-- Start of Available records --

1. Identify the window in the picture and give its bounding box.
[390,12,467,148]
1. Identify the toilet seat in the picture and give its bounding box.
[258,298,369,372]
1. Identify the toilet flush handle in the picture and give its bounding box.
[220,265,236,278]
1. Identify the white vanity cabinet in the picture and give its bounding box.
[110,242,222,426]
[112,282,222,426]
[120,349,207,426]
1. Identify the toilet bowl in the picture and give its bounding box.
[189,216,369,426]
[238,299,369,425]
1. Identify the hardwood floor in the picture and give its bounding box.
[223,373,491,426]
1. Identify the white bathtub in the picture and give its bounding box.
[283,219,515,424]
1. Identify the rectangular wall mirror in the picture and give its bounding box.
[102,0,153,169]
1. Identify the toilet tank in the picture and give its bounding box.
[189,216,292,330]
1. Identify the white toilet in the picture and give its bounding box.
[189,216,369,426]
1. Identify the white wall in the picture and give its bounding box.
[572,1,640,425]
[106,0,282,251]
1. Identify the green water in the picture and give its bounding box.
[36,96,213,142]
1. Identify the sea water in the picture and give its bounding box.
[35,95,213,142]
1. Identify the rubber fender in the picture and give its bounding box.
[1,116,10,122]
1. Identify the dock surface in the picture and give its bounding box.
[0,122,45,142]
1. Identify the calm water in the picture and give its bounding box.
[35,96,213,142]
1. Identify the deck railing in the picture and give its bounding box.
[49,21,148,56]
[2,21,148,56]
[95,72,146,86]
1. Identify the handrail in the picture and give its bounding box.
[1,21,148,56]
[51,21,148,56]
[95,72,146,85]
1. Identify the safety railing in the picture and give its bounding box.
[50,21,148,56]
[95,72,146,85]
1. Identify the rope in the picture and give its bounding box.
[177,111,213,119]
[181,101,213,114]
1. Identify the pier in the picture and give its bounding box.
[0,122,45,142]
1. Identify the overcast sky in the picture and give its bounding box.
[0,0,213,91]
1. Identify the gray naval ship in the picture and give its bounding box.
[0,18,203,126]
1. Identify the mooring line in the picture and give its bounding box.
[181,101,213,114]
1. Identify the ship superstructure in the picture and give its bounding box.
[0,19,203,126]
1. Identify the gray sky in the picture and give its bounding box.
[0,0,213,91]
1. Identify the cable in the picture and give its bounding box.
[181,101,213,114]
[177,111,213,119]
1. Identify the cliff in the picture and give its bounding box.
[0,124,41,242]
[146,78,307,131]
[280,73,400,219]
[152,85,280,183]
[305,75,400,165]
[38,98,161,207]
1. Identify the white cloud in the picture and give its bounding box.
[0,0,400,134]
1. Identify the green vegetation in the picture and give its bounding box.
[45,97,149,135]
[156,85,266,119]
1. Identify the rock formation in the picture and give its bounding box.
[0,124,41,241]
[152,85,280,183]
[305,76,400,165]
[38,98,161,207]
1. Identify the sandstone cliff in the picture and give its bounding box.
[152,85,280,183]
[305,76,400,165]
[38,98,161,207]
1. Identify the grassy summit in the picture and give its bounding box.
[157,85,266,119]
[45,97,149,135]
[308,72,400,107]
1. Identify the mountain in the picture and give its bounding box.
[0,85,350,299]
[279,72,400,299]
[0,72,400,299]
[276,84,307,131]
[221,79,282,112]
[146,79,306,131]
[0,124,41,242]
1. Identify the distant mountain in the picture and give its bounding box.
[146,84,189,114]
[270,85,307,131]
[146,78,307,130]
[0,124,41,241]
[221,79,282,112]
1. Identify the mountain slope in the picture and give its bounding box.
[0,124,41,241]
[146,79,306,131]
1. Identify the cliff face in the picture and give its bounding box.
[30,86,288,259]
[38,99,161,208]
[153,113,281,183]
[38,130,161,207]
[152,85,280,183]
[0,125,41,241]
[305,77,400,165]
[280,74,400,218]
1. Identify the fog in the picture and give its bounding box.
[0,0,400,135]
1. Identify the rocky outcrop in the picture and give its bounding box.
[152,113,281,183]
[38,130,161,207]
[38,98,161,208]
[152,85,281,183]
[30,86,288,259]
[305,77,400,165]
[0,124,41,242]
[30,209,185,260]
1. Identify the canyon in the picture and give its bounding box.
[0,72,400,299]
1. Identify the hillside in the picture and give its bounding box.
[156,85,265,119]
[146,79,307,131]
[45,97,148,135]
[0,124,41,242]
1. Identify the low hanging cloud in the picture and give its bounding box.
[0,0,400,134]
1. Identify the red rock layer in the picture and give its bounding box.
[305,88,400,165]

-- End of Available records --

▶ **Required work**
Reproduce all of the records above word for word, keeping every line unchanged.

▶ **Result for this task**
1. Identify the window in the picture and give its bounding box.
[390,12,467,148]
1. Identify the toilet seat in the picture and give its bounding box.
[258,298,369,372]
1. Identify the toilet flush handle in the picture and give its bounding box.
[220,265,236,278]
1. Identify the white vanity cabinet in the picture and give its bounding box.
[110,242,222,426]
[112,282,222,426]
[120,349,207,426]
1. Identify the toilet bowl in the picture and give its bounding box.
[189,216,369,426]
[238,299,369,425]
1. Identify the hardwood floor in the picture and give its bounding box.
[223,373,491,426]
1. Identify the white bathtub in the picture and give its bounding box.
[283,219,515,424]
1. Identify the rectangular wall mirror in the picture and give its bounding box.
[102,0,153,169]
1. Identify the toilet tank in the picture and give its bounding box.
[189,216,292,330]
1. Identify the white toilet in the picture and give its bounding box.
[189,216,369,426]
1. Identify the white wall in the picture and give its bounding box.
[572,1,640,425]
[106,0,282,251]
1. Identify the green water in the picture and give its bounding box.
[36,96,213,142]
1. Identify the sea water in the picture and give its bounding box.
[35,95,213,142]
1. Identify the rubber fender in the picture and give its bounding box.
[1,116,10,122]
1. Identify the dock surface in the picture and give its bounding box.
[0,122,45,142]
1. Identify the calm water in the picture and give its bounding box.
[35,96,213,142]
1. Identify the deck railing in the picture and give its bounding box.
[49,21,148,56]
[2,21,148,56]
[95,72,146,86]
1. Identify the handrail in the picture and give its bounding box.
[1,21,148,56]
[51,21,148,56]
[95,72,146,85]
1. Identify the safety railing in the picture and give its bounding box.
[50,21,148,56]
[95,72,146,85]
1. Identify the rope in the picture and give its bounding box.
[177,111,213,119]
[181,101,213,114]
1. Identify the pier in the picture and give its bounding box.
[0,122,45,142]
1. Identify the overcast sky in the picture and give its bounding box.
[0,0,213,91]
1. Identify the gray naval ship in the picture and give its bounding box.
[0,18,203,126]
1. Identify the mooring line in the picture and give its bounding box.
[181,101,213,114]
1. Identify the ship superstructure in the picture and give its bounding box.
[0,19,203,126]
1. Identify the gray sky in the picture and give its bounding box.
[0,0,213,91]
1. Identify the cable in the picture and give its bounding box.
[181,101,213,114]
[177,111,213,119]
1. Identify the cliff in the picture and give its bounding box.
[0,124,41,242]
[146,78,307,131]
[280,73,400,219]
[152,85,280,183]
[305,75,400,165]
[38,98,161,207]
1. Identify the white cloud in the picture and give its bounding box.
[0,0,400,134]
1. Identify the green vegetation in the picture and give its bounding box.
[45,97,149,135]
[156,85,266,119]
1. Identify the rock formation in the picture and give its bounding box.
[0,124,41,241]
[152,85,280,183]
[305,76,400,165]
[38,98,161,207]
1. Identify the sandstone cliff in the picture and give its bounding box.
[152,85,280,183]
[305,76,400,165]
[38,98,161,207]
1. Identify the grassy summit in the picture and give its bounding box.
[157,85,266,119]
[45,97,149,135]
[308,72,400,107]
1. Identify the mountain in the picture and give its bounding box.
[0,85,350,299]
[279,72,400,299]
[0,72,400,299]
[276,84,307,131]
[221,79,282,112]
[146,79,306,131]
[0,124,41,242]
1. Identify the distant mountain in the picture and give its bounding box.
[146,84,189,114]
[270,85,307,131]
[146,78,307,130]
[0,124,41,241]
[221,79,282,112]
1. Identify the mountain slope in the picture and give its bounding box.
[0,124,41,241]
[146,79,306,131]
1. Identify the cliff face in the picture and give its bounding box.
[30,86,288,259]
[38,99,161,208]
[153,113,281,183]
[38,130,161,207]
[152,85,280,183]
[0,125,41,241]
[305,77,400,165]
[280,74,400,218]
1. Identify the fog in the picture and give its bounding box.
[0,0,400,135]
1. Identify the rocky outcrop in the picture and give its bounding box.
[152,113,281,183]
[38,130,161,207]
[38,98,161,208]
[152,85,281,183]
[30,86,288,259]
[305,77,400,165]
[0,124,41,242]
[30,209,185,260]
1. Identify the canyon in the picture and give its bounding box.
[0,72,400,299]
1. Identify the hillside in the picture and give its bounding box.
[156,85,265,119]
[146,79,307,131]
[45,97,148,135]
[0,124,41,242]
1. Identify the low hanging cloud in the picture and give its bounding box.
[0,0,400,134]
1. Identify the red rock layer in the picture and give its bounding box.
[305,88,400,165]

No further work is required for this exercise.